*TASK TO CARRY OUT*.
Each line below that holds the word "exact" counts once. Say how many such lines there are, and no more.

BEGIN SUPPLIED RECORDS

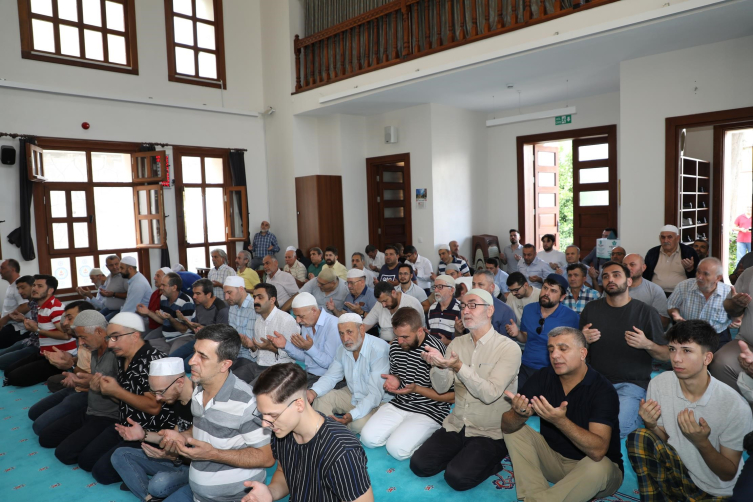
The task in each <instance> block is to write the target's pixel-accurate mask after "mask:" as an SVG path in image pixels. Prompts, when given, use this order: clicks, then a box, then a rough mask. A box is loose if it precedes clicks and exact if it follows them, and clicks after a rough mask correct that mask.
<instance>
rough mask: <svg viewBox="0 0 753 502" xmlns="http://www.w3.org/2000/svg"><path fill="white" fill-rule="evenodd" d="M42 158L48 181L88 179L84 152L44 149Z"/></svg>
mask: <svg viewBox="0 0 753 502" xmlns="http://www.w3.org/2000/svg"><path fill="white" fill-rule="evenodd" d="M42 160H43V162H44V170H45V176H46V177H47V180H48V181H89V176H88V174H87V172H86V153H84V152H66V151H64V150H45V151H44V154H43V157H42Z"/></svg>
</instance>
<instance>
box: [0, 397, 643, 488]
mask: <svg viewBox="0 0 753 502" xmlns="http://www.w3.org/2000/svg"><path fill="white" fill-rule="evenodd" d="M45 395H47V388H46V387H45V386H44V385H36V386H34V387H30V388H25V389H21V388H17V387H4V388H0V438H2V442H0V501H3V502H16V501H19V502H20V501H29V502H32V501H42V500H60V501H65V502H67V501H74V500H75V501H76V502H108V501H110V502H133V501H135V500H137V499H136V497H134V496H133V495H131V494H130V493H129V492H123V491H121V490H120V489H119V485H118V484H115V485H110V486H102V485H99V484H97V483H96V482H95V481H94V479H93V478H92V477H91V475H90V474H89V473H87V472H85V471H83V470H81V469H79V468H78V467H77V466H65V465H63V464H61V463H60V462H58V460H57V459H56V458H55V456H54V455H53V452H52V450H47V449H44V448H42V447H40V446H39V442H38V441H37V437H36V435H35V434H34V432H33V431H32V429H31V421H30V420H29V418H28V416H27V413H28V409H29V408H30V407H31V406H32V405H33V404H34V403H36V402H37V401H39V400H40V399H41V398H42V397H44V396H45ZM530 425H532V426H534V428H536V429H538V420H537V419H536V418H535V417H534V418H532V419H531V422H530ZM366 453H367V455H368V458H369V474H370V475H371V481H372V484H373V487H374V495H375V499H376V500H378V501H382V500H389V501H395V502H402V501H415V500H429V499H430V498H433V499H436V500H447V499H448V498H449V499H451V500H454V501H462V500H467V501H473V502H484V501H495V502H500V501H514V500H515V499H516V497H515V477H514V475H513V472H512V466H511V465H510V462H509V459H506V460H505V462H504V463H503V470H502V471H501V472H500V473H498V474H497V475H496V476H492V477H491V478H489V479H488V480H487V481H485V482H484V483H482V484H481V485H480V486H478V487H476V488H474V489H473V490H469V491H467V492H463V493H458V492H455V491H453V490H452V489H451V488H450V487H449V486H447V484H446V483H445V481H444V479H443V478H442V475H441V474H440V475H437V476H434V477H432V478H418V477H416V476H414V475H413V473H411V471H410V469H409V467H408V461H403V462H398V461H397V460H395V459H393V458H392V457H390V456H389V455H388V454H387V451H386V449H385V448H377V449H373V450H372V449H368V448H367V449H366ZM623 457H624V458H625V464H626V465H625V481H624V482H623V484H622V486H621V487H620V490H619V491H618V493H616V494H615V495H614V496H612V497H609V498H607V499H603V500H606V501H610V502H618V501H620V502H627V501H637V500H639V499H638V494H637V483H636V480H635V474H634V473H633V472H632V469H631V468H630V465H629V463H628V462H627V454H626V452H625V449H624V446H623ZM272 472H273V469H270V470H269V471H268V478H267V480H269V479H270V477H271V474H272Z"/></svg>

END SUPPLIED RECORDS
BEGIN SUPPLIED RECORDS

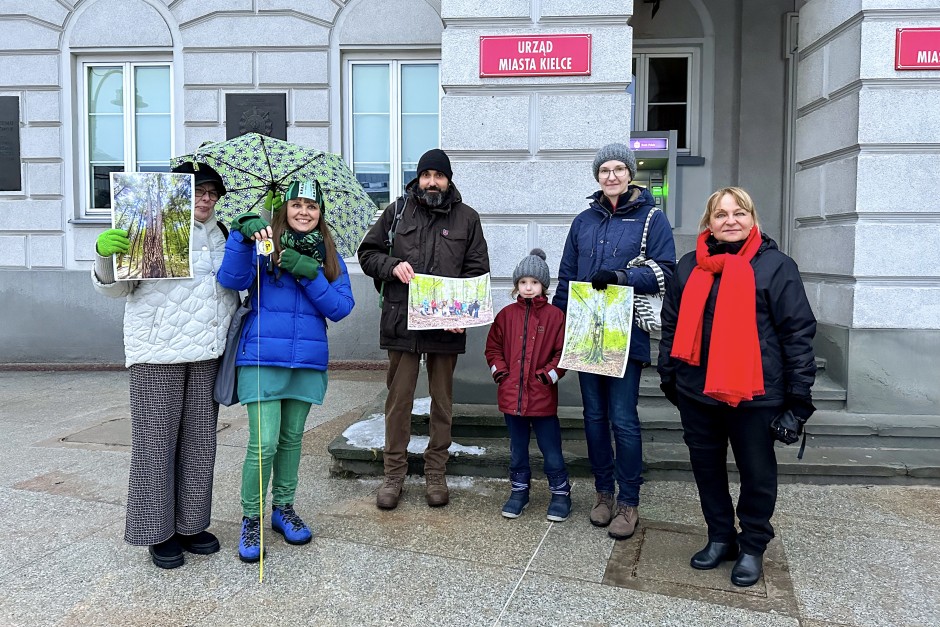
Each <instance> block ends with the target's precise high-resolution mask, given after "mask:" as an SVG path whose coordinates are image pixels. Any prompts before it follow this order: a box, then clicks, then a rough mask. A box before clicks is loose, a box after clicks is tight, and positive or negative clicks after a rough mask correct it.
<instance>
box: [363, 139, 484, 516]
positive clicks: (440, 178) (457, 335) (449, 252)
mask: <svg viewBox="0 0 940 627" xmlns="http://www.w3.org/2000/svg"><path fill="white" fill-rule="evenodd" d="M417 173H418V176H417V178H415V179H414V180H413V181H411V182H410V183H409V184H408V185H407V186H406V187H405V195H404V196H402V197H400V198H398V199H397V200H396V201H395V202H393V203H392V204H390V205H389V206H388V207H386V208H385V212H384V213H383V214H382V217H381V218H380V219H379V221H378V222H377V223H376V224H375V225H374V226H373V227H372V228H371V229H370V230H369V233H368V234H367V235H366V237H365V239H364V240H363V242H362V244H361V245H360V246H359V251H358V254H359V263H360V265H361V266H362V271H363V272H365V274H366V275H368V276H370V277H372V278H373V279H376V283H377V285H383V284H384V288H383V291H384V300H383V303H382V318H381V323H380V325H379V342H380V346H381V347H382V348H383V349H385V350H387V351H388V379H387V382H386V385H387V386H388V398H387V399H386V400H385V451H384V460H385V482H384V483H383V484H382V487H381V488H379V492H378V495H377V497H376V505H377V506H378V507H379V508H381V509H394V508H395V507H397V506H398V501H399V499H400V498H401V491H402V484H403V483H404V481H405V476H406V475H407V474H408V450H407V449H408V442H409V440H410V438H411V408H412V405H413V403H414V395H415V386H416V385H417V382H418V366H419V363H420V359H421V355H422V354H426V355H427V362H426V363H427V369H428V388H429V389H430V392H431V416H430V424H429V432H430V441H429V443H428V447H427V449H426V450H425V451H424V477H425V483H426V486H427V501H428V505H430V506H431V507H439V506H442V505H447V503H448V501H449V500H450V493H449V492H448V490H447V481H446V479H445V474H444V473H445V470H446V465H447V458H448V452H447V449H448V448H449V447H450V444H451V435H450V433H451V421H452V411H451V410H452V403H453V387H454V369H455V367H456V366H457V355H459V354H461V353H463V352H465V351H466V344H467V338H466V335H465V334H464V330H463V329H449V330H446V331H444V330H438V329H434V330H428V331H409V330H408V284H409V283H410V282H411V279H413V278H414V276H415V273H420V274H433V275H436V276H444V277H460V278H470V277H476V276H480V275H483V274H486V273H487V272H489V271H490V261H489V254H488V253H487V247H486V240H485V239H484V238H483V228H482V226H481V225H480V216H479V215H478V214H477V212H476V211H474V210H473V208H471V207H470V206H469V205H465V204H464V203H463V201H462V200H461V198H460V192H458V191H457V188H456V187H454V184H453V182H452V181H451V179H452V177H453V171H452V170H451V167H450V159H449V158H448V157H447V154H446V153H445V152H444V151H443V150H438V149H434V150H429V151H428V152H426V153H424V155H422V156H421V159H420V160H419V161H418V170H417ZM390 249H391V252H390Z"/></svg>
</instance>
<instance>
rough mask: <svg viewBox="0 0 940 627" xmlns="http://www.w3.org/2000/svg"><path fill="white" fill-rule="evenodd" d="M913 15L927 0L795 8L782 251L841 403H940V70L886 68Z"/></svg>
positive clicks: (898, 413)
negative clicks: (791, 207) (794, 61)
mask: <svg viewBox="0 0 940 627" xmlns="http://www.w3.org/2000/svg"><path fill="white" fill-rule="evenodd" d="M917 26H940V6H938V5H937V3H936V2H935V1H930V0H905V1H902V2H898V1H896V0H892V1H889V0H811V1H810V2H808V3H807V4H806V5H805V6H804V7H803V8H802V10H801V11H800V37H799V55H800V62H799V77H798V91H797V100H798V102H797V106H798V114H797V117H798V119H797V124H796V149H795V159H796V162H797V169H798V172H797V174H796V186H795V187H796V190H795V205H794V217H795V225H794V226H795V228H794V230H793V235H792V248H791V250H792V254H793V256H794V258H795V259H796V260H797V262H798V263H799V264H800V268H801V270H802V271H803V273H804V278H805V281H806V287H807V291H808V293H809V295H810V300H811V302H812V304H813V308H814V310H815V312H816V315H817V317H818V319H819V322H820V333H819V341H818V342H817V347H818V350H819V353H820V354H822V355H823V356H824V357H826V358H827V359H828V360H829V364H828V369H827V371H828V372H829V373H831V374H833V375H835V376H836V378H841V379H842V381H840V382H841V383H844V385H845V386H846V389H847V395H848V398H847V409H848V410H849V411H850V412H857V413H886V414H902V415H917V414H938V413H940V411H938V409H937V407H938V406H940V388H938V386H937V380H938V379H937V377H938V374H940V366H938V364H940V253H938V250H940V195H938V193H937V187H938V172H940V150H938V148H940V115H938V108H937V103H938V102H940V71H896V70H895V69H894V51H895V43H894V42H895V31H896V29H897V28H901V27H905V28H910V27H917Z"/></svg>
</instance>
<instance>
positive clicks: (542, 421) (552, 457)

END SUPPLIED RECORDS
BEGIN SUPPLIED RECORDS

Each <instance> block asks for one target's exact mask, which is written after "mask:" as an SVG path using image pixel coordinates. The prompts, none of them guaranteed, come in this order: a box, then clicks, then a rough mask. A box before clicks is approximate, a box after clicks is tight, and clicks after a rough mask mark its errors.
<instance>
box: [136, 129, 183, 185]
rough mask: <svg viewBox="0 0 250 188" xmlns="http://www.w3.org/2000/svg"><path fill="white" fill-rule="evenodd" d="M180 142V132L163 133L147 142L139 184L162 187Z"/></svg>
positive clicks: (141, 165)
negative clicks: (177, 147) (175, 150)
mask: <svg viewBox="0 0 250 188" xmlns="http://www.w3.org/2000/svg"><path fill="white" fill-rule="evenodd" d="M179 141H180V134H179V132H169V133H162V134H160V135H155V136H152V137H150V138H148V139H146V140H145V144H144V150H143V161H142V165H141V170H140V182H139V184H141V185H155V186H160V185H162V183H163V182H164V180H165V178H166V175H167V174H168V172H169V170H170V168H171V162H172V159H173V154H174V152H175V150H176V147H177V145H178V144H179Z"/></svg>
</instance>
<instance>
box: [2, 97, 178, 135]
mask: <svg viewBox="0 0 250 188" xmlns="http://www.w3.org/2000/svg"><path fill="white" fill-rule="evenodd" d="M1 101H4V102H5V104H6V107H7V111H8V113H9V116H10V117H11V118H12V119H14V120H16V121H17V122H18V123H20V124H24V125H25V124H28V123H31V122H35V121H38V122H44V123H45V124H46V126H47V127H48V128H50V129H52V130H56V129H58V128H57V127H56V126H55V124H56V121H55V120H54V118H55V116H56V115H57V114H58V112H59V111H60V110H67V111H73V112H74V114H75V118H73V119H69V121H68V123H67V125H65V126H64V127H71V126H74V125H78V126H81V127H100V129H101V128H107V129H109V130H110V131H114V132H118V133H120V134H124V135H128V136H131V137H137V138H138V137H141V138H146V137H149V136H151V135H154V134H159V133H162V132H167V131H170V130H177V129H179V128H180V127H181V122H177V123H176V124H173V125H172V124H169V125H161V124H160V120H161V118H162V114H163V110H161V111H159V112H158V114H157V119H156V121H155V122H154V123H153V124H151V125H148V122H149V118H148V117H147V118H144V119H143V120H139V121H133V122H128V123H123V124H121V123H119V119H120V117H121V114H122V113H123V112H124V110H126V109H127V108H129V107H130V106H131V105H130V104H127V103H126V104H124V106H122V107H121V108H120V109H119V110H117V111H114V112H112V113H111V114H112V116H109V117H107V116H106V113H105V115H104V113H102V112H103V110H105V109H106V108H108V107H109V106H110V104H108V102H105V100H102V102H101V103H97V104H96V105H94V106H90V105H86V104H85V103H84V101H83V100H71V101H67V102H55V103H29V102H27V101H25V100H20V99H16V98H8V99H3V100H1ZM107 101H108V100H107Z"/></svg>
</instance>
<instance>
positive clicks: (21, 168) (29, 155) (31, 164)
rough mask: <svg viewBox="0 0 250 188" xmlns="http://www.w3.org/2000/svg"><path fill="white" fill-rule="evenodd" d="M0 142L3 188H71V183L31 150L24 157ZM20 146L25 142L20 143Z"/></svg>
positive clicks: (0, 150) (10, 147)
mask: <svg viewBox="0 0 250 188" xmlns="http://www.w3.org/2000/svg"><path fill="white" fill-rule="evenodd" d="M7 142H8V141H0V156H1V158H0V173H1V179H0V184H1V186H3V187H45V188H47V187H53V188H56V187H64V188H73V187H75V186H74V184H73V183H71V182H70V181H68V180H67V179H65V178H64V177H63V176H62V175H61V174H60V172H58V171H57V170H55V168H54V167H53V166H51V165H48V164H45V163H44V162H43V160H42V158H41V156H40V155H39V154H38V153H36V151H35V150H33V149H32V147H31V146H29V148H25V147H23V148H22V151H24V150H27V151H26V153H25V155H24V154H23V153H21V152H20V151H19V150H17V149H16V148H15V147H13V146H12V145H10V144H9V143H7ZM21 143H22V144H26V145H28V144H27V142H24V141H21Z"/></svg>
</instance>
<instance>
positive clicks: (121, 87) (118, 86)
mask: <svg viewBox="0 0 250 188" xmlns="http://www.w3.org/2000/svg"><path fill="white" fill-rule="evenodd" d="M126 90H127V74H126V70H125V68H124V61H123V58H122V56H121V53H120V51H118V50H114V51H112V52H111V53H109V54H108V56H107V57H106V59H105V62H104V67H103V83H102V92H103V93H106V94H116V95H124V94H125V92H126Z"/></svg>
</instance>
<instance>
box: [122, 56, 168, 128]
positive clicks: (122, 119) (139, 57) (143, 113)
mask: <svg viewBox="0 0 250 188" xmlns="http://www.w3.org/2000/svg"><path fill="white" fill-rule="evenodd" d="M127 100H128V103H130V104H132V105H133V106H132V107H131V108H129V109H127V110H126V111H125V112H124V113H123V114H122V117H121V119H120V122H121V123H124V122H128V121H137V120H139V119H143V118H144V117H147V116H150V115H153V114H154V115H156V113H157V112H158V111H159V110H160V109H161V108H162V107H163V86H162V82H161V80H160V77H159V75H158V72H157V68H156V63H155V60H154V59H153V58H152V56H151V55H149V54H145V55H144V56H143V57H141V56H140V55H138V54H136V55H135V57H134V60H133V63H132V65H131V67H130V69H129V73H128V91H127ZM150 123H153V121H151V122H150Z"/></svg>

END SUPPLIED RECORDS

*ANSWER AREA*.
2